··· DOCUMENT SEGMENT ···
My choice is that when someone takes the time to learn about me, and to use that information to take advantage of me, I’m prepared.  Not only am I prepared to be critical of the information I’m being presented with, I’m also prepared to be critical of my own actions if I allow myself to be misled.  It’s not always easy and I’m not always perfect, but when you let go of right and wrong and prioritize the truth, seeing through the noise becomes much easier.

I think that everyone’s life will be impeded by dishonesty and misdirection at some point, but I think it’s worth considering that it’s our tendency to be dishonest with ourselves which impedes our progress most.  A fear of how others might perceive us and how that might impact our lives.  But what happens when we let that fear guide us?  What happens when everyone had the ability to project to the world what they thought the world wanted of us?  Social Media gave us that ability and we’ve used it to create noise.  It’s a feedback loop of confusion where people struggle to understand the disconnect between how we present ourselves and who we really are.  And the closer we get to facing the truth, the louder we yell ‘Privacy!’

Or we could just let go.  When I imagine a world that has abandoned the premise of privacy, I see a world which has embraced the value of transparency.  I see a world that has truly realized the value of honesty.  A world where every piece of information is always available to every person.  I can’t help but think about that being the ultimate equalizer.

 

Power Vs. Strength

When dealing in abstract concepts like these, it can be difficult to have a real conversation without first agreeing on how to define the terms.  I think that a lot of people use power and strength interchangeably, yet I can’t help but think that they differ in very important ways.

Power corrupts.  Absolute power corrupts absolutely.  I was taught that quote by a very influential history teacher in high school and it has continued to echo through my mind since.  I can’t help but be reminded of it when I see people in positions of power put the needs of the few before the needs of the many.  It’s as if there’s something inherently inefficient about power.

When I think of strength, it’s similar to power.  But not quite.  Strength is almost like the potential of power.  Unused power.  A visual of strength does not require a display of aggression.  Perhaps there’s a duality here.  Is power to offense as strength is to defense?

It’s interesting, you could say that someone is both powerful and weak at the same time.  A frail old king is both re(g)ally powerful and physically weak.  Politicians are known for having political power but weak integrity.  Movies are constantly filled with villains who wield vast power, but lack a strength of character.  I’m not sure if I know of any villains who have a great strength of character, but wield little power.  In many cases, is that not the hero?  The unassuming, jacked, strong jaw line with a warm smile kinda hero?

Analyzing this in the abstract is usually a journey down the rabbit hole, but there are some examples that help me clarify what I’m thinking.
··· DATASET ENTRIES ···
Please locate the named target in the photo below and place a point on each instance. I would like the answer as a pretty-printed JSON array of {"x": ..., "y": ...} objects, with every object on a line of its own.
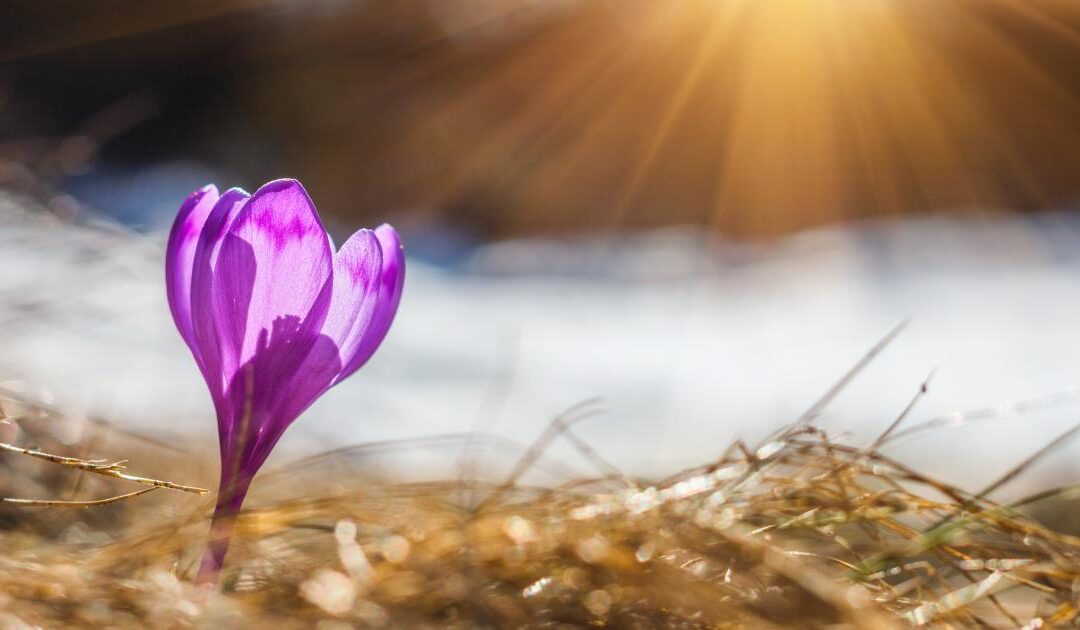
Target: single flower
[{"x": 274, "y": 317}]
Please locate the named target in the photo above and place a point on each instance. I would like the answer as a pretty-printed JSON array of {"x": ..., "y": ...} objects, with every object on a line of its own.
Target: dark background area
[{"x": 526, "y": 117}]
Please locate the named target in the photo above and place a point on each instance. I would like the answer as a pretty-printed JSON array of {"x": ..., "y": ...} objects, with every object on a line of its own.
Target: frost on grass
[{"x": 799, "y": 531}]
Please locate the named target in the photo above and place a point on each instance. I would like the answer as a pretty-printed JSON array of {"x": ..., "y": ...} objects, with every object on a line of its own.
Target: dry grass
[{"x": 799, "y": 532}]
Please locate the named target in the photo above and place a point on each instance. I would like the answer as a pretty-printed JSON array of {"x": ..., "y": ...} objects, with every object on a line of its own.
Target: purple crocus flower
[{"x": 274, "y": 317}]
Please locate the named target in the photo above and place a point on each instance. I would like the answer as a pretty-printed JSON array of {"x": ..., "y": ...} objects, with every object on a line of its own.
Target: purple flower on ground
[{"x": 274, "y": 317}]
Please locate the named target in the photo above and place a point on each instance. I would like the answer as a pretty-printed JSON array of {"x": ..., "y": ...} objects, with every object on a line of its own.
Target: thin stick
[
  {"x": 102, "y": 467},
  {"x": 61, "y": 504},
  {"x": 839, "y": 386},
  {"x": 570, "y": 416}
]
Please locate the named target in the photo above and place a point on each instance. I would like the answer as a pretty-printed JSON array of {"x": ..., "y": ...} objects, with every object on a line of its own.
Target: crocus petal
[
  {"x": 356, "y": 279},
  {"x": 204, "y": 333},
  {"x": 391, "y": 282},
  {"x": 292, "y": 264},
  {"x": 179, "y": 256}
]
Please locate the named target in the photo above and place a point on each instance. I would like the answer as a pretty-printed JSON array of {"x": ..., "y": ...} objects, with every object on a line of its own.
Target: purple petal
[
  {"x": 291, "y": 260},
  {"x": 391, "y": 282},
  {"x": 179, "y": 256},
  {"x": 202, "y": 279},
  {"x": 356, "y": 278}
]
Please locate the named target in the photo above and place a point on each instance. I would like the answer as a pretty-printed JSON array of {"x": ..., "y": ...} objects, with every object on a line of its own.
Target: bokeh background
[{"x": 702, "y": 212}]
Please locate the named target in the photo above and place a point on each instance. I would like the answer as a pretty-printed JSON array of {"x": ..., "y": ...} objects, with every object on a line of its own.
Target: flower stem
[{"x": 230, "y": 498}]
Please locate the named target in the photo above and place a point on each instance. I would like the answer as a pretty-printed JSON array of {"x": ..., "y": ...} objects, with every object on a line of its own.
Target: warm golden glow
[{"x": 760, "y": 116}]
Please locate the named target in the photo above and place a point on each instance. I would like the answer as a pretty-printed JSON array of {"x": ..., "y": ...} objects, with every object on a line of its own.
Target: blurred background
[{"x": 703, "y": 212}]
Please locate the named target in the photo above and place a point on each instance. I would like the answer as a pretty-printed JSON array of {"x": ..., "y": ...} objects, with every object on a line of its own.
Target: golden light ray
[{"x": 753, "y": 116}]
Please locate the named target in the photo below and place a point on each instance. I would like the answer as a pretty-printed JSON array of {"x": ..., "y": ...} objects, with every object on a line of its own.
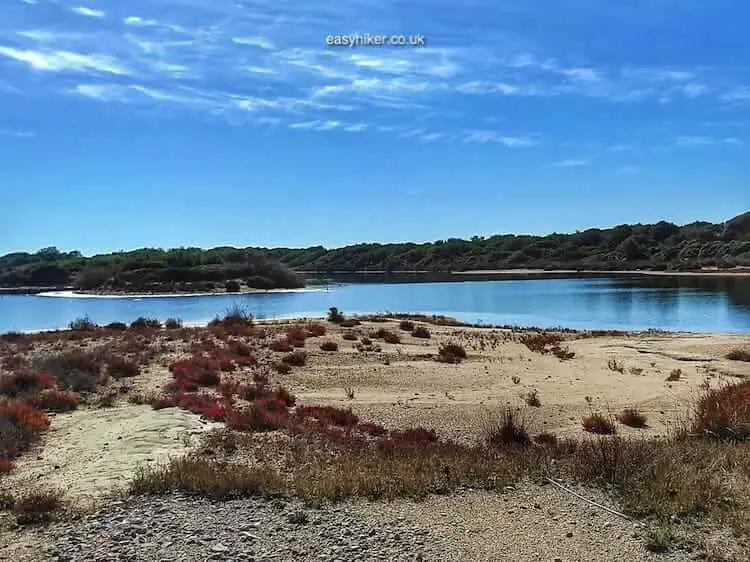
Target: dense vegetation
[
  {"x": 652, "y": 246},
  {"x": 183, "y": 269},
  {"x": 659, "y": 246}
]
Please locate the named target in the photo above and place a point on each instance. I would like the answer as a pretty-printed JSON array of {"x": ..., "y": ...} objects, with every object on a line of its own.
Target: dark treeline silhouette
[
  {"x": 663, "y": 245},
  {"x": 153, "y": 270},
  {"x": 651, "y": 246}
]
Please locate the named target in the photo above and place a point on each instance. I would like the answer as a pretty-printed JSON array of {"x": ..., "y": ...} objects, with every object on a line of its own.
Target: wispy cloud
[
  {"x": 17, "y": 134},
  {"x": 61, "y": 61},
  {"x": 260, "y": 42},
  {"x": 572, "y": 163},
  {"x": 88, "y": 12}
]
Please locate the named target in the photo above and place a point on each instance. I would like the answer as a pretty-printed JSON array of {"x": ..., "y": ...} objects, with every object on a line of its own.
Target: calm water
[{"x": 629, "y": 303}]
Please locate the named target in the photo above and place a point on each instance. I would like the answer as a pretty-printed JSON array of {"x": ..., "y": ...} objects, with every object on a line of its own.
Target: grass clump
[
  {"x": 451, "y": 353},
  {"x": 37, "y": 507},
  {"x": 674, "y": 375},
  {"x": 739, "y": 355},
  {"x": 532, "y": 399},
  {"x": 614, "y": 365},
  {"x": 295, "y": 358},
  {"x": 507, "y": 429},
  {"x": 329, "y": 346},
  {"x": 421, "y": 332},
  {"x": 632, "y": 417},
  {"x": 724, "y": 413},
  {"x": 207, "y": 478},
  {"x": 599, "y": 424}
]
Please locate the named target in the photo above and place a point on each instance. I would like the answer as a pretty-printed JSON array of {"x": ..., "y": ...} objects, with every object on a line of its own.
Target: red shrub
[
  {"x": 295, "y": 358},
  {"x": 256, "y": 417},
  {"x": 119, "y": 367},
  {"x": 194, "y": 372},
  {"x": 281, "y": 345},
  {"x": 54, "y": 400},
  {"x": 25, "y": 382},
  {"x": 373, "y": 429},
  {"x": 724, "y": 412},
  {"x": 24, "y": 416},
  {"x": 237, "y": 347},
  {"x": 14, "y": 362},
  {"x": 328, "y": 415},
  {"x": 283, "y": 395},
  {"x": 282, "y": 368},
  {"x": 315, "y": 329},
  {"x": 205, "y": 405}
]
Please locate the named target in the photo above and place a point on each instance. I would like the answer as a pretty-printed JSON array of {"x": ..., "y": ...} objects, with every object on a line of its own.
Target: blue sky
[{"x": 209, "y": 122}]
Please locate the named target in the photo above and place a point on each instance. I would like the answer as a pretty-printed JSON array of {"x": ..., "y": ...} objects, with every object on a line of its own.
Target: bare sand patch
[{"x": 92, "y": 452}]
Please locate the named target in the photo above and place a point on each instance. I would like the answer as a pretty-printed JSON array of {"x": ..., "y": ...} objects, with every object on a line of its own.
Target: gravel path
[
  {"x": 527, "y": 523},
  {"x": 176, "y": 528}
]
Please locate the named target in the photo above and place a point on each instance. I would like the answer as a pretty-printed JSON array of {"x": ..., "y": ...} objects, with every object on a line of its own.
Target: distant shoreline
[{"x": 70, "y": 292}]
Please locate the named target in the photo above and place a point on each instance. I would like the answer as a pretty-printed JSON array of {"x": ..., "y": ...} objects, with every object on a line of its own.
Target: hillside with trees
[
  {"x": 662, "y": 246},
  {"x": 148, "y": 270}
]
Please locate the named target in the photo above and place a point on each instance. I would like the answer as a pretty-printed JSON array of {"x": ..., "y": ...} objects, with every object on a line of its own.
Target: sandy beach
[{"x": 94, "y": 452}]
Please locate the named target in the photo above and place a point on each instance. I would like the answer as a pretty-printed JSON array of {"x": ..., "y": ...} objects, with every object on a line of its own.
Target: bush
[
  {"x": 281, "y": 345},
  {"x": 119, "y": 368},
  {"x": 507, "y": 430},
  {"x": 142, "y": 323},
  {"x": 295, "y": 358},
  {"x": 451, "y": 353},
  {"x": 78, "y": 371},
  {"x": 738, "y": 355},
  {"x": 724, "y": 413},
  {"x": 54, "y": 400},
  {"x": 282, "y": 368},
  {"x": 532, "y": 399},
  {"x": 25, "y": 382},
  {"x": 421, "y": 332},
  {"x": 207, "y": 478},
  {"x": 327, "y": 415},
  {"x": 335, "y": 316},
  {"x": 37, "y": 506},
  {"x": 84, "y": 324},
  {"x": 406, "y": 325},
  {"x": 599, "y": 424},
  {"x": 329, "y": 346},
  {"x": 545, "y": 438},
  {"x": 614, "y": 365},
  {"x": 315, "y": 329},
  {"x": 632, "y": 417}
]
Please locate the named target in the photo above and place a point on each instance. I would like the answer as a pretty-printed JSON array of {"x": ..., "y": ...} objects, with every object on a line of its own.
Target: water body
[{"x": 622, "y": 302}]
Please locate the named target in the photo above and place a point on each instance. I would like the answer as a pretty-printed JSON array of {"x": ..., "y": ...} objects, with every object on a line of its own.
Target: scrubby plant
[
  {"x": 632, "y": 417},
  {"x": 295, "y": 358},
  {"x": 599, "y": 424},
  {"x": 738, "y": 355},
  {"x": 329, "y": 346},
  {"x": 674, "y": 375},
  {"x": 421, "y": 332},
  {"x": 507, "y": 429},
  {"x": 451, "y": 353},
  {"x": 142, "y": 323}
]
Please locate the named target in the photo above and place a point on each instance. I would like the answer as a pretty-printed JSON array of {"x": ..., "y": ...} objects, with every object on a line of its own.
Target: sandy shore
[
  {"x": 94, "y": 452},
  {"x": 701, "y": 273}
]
···
◆ EXERCISE BRIEF: Could you quote the stretch of the essay on privacy and power from "Or we could" through "very important ways."? Rely on the essay on privacy and power alone.

◆ RESULT OF THIS EXERCISE:
Or we could just let go.  When I imagine a world that has abandoned the premise of privacy, I see a world which has embraced the value of transparency.  I see a world that has truly realized the value of honesty.  A world where every piece of information is always available to every person.  I can’t help but think about that being the ultimate equalizer.

 

Power Vs. Strength

When dealing in abstract concepts like these, it can be difficult to have a real conversation without first agreeing on how to define the terms.  I think that a lot of people use power and strength interchangeably, yet I can’t help but think that they differ in very important ways.